## DOCUMENT SECTION
— start —

I see, thanks, it's a bit convoluted, you should be able to do both from the one screen. 
I guess you can if you use the calendar for all alarms but then why can you do it from the clock as well ?


----------



## togs (11 April 2009)

MrBurns said:


> I see, thanks, it's a bit convoluted, you should be able to do both from the one screen.
> I guess you can if you use the calendar for all alarms but then why can you do it from the clock as well ?




Kinda makes sense to me - i.e. I can't set my clock radio to go off next week, only within 24 hours.

Cheers,
togs


----------



## MrBurns (11 April 2009)

togs said:


> Kinda makes sense to me - i.e. I can't set my clock radio to go off next week, only within 24 hours.
> 
> Cheers,
> togs




The Nokia was easier but you get used to anything new in a few days so doesnt really matter.


----------



## M34N (12 April 2009)

I only bought an 8GB iPhone a couple weeks ago, they are fantastic and I highly recommend them. Only thing that I dislike about them are that there's no ability to copy and paste text, and that the battery life is pretty poor, but if you have a USB cable with you, it can be charged from a PC or wall socket so it's no drama. I've noticed about 4 hours of heavy usage and the battery will be at about 20%, pretty poor. But that's with games going and music being played; with normal usage it lasts a day easily but would definitely need to be charged overnight.

Love the way you can virtually have a MSN chat-style log of SMS's, has the ability to check both POP3 and Hotmail accounts, Safari web browser is excellent and loads pages very quick, WiFi access is great, iPod built in is one of the most useful things especially if you travel a bit, the quality of the audio especially with headphones plugged in is astounding. And the range of games and applications available is phenomenal, although you do have to pay a small fee for the most popular applications (sometimes around $5 per app so it's still cheap anyway).

— end —

## DATA PROVIDED
— start —

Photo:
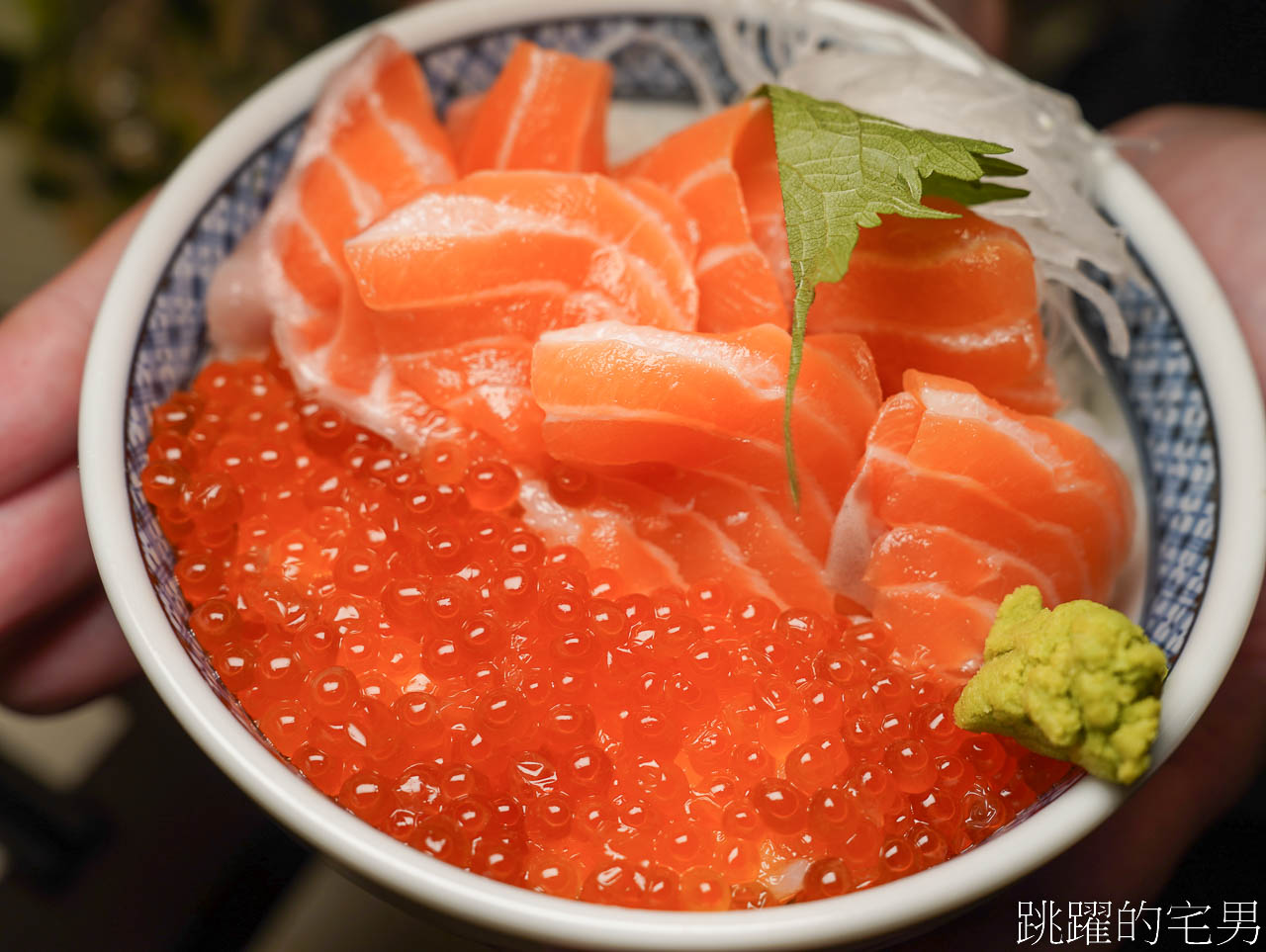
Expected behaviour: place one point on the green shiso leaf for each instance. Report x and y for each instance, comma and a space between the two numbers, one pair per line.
840, 171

— end —

## EXERCISE INSTRUCTIONS
**1)** Reproduce the iPhone thread between "## M34N (12" and "be charged overnight.", inclusive.
**2)** In the iPhone thread, roughly what battery level does M34N report after about 4 hours of heavy usage?
Work from the iPhone thread alone, not the material.

## WRITTEN ANSWERS
**1)**
## M34N (12 April 2009)

I only bought an 8GB iPhone a couple weeks ago, they are fantastic and I highly recommend them. Only thing that I dislike about them are that there's no ability to copy and paste text, and that the battery life is pretty poor, but if you have a USB cable with you, it can be charged from a PC or wall socket so it's no drama. I've noticed about 4 hours of heavy usage and the battery will be at about 20%, pretty poor. But that's with games going and music being played; with normal usage it lasts a day easily but would definitely need to be charged overnight.

**2)** About 20%.